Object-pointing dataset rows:
-*-

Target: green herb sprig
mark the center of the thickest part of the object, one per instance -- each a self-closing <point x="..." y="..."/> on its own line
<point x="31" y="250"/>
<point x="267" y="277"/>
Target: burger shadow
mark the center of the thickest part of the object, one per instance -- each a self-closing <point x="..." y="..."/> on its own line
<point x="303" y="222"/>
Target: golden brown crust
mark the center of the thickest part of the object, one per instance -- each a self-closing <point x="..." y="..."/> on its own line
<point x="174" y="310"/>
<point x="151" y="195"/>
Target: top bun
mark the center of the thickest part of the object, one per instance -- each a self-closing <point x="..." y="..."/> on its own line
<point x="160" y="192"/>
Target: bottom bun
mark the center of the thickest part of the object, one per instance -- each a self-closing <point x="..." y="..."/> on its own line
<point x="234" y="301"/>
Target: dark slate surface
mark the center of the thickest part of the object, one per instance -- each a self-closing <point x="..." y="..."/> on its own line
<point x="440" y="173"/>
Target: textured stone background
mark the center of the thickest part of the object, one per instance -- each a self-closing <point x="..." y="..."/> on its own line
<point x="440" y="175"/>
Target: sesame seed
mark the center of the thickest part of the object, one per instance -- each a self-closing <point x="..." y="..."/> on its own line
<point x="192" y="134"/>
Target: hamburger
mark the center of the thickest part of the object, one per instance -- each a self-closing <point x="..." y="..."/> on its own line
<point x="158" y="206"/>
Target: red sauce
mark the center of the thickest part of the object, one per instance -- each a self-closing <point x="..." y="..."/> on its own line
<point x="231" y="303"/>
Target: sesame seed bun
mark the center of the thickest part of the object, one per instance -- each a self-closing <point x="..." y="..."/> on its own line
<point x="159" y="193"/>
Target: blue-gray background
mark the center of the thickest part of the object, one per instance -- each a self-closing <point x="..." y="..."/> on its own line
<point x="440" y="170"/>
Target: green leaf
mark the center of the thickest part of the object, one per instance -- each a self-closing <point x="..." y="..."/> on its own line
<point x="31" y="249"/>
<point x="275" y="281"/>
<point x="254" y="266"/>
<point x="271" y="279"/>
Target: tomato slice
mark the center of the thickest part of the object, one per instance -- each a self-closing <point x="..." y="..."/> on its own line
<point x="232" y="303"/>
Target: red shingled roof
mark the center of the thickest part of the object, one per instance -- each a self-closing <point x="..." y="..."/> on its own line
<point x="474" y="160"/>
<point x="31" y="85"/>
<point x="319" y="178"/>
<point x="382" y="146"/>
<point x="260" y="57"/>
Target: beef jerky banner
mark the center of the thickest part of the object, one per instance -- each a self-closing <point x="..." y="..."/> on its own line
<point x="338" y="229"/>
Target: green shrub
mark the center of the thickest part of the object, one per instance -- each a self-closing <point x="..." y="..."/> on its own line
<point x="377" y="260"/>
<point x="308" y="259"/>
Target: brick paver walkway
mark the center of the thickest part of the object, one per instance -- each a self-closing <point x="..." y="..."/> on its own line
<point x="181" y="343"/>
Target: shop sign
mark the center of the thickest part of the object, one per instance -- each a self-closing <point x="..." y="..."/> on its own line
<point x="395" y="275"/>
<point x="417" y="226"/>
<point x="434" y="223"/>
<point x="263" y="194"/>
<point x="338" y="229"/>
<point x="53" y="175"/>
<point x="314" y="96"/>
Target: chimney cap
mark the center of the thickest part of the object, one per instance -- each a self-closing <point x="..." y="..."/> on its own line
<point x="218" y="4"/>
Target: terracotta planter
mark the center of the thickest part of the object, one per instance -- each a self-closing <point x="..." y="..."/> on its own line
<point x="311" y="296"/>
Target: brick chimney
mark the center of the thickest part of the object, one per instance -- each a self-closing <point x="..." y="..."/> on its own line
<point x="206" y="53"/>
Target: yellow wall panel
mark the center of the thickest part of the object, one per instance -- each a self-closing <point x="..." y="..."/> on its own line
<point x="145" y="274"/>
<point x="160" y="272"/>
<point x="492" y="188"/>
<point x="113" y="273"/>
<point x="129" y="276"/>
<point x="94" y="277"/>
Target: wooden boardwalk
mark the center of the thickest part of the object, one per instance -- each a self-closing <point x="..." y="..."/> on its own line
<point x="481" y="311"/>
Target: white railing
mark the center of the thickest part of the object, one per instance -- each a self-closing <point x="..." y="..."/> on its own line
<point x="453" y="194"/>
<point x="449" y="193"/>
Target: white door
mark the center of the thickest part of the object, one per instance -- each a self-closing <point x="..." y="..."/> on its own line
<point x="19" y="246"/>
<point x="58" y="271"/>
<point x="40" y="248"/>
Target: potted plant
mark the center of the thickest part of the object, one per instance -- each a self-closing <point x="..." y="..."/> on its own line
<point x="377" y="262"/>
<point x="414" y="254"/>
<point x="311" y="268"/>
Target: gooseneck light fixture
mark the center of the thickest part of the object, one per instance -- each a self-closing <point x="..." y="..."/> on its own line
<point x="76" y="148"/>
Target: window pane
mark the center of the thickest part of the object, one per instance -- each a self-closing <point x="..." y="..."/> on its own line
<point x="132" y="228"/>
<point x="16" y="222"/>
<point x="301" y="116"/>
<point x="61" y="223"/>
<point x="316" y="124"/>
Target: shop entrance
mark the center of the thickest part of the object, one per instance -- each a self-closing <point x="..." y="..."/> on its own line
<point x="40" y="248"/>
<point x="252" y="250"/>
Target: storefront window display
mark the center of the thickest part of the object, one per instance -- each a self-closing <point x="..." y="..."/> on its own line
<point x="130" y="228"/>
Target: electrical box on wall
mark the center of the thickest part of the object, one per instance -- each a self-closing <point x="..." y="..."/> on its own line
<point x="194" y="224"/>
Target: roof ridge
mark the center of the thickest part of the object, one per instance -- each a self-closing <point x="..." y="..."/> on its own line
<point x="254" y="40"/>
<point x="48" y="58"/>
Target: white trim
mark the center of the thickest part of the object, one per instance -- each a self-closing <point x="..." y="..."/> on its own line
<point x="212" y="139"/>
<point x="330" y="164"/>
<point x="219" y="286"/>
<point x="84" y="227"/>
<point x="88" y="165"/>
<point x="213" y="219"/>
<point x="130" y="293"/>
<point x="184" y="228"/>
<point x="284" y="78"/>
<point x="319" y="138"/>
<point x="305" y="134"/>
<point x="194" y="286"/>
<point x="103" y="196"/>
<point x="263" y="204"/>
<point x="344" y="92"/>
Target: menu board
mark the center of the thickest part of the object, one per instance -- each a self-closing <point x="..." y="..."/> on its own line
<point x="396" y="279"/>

-*-

#### YOUR TASK
Please retype every one of the records above, line for line, with no character changed.

#### FINAL RESULT
Target: green herb sprig
mark the center of the thickest part of the object, one per instance -- each a self-closing <point x="..." y="..."/> on its own line
<point x="31" y="250"/>
<point x="267" y="277"/>
Target: burger shadow
mark the center of the thickest part of the object, one per instance -- each a self-closing <point x="..." y="..."/> on its own line
<point x="303" y="222"/>
Target: golden brown crust
mark the center of the thickest part of the object, one per instance -- each a self-closing <point x="..." y="..."/> on its own line
<point x="174" y="310"/>
<point x="151" y="195"/>
Target: top bun
mark the center of the thickest part of the object, one per instance -- each a self-closing <point x="..." y="..."/> on its own line
<point x="160" y="192"/>
Target: bottom bun
mark the center of the thickest part of the object, one per instance -- each a self-closing <point x="..." y="..."/> on its own line
<point x="234" y="301"/>
Target: dark slate surface
mark the center of the thickest part of the object, one per instance -- each a self-closing <point x="..." y="..."/> on its own line
<point x="440" y="173"/>
Target: textured stone background
mark the center of the thickest part of the object, one per instance -- each a self-closing <point x="..." y="..."/> on its own line
<point x="440" y="175"/>
Target: sesame seed
mark the center of the thickest part of the object, one per instance -- each a self-closing <point x="..." y="..."/> on its own line
<point x="192" y="134"/>
Target: hamburger
mark the center of the thickest part of the object, one per instance -- each a self-closing <point x="..." y="..."/> on its own line
<point x="158" y="206"/>
Target: red sauce
mark the center of the thickest part of the object, one per instance -- each a self-closing <point x="..." y="..."/> on its own line
<point x="231" y="303"/>
Target: sesame seed bun
mark the center of the thickest part of the object, one per instance -- each a self-closing <point x="..." y="..."/> on its own line
<point x="159" y="193"/>
Target: blue-gray background
mark the center of the thickest part of the object, one per instance -- each a self-closing <point x="..." y="..."/> on its own line
<point x="440" y="170"/>
Target: green leaf
mark the center of the thickest part of the object, one per instance -- each a self-closing <point x="..." y="..."/> on its own line
<point x="31" y="249"/>
<point x="275" y="281"/>
<point x="254" y="266"/>
<point x="271" y="279"/>
Target: tomato slice
mark the center of the thickest part of the object, one per instance -- each a self-closing <point x="..." y="..."/> on its own line
<point x="232" y="303"/>
Target: red shingled roof
mark the center of the thickest part of the object, one per instance -- each a self-closing <point x="..." y="..."/> on its own line
<point x="474" y="160"/>
<point x="31" y="85"/>
<point x="319" y="178"/>
<point x="382" y="146"/>
<point x="260" y="57"/>
Target: beef jerky banner
mark the center of the thickest part of the object, one per instance -- each a self-closing <point x="..." y="..."/> on its own line
<point x="338" y="229"/>
Target: green shrub
mark the center of the thickest part of the object, one per instance -- each a self-closing <point x="..." y="..."/> on its own line
<point x="377" y="260"/>
<point x="308" y="259"/>
Target: brick paver walkway
mark the center of the thickest part of the object, one per instance -- each a self-closing <point x="..." y="..."/> on its own line
<point x="181" y="343"/>
Target: shop sign
mark the center of the thickest part of the object, one per instance -- each a self-closing <point x="..." y="..."/> on its own line
<point x="395" y="275"/>
<point x="417" y="226"/>
<point x="434" y="223"/>
<point x="263" y="194"/>
<point x="338" y="229"/>
<point x="53" y="175"/>
<point x="314" y="96"/>
Target: chimney cap
mark the center of the thickest part of the object, one per instance -- each a self-closing <point x="..." y="..."/> on its own line
<point x="218" y="4"/>
Target: terracotta planter
mark the center of the thickest part of the object, one per instance -- each a self-closing <point x="..." y="..."/> on its own line
<point x="311" y="296"/>
Target: brick chimney
mark the center of the thickest part of the object, one per instance -- each a self-closing <point x="..." y="..."/> on its own line
<point x="206" y="53"/>
Target: yellow wall panel
mark the center of the thickest part of the object, one per instance -- each a self-closing <point x="..." y="..."/> on its own line
<point x="145" y="274"/>
<point x="160" y="272"/>
<point x="492" y="188"/>
<point x="113" y="273"/>
<point x="129" y="276"/>
<point x="94" y="277"/>
Target: wooden boardwalk
mark the center of the thickest part of the object, one per instance -- each a self-closing <point x="..." y="..."/> on its own line
<point x="481" y="311"/>
Target: white railing
mark the center of the thickest part of the object, one per instance -- each a self-closing <point x="..." y="..."/> on its own line
<point x="453" y="194"/>
<point x="449" y="193"/>
Target: white door
mark the center of the thickest part of the object, one per instance -- each a self-closing <point x="..." y="..."/> on its own line
<point x="19" y="246"/>
<point x="58" y="271"/>
<point x="40" y="248"/>
Target: potted plant
mark the center of the thickest part of the object, one per instance -- each a self-closing <point x="..." y="..."/> on its own line
<point x="377" y="262"/>
<point x="414" y="254"/>
<point x="311" y="268"/>
Target: gooseneck light fixture
mark the center of the thickest part of the object, one per instance -- each a self-closing <point x="..." y="..."/> on its own line
<point x="76" y="148"/>
Target: window pane
mark the center of the thickest part of the object, one per instance -- each a self-closing <point x="..." y="..."/> on its own line
<point x="132" y="228"/>
<point x="16" y="222"/>
<point x="301" y="116"/>
<point x="61" y="223"/>
<point x="316" y="124"/>
Target: shop entrance
mark the center of the thickest part of the object, one per instance -- each a self-closing <point x="..." y="..."/> on its own line
<point x="40" y="248"/>
<point x="252" y="250"/>
Target: storefront window display
mark the center of the thickest part of the object, one per instance -- each a self-closing <point x="..." y="..."/> on its own line
<point x="130" y="228"/>
Target: electrical box on wall
mark the center of the thickest part of the object, one per instance -- each a self-closing <point x="..." y="..."/> on its own line
<point x="194" y="224"/>
Target: roof ridge
mark the center of the thickest part of the object, one per instance -- each a self-closing <point x="..." y="..."/> on its own line
<point x="254" y="40"/>
<point x="48" y="58"/>
Target: white trim
mark the center of the thickest part of the object, one per instance -- each a self-closing <point x="..." y="..."/> on its own line
<point x="212" y="139"/>
<point x="330" y="164"/>
<point x="219" y="286"/>
<point x="84" y="227"/>
<point x="88" y="165"/>
<point x="213" y="219"/>
<point x="130" y="293"/>
<point x="184" y="228"/>
<point x="284" y="78"/>
<point x="319" y="138"/>
<point x="305" y="134"/>
<point x="194" y="286"/>
<point x="103" y="196"/>
<point x="263" y="204"/>
<point x="344" y="92"/>
Target: menu board
mark the center of the thickest part of the object, one per instance -- each a self-closing <point x="..." y="..."/> on its own line
<point x="396" y="279"/>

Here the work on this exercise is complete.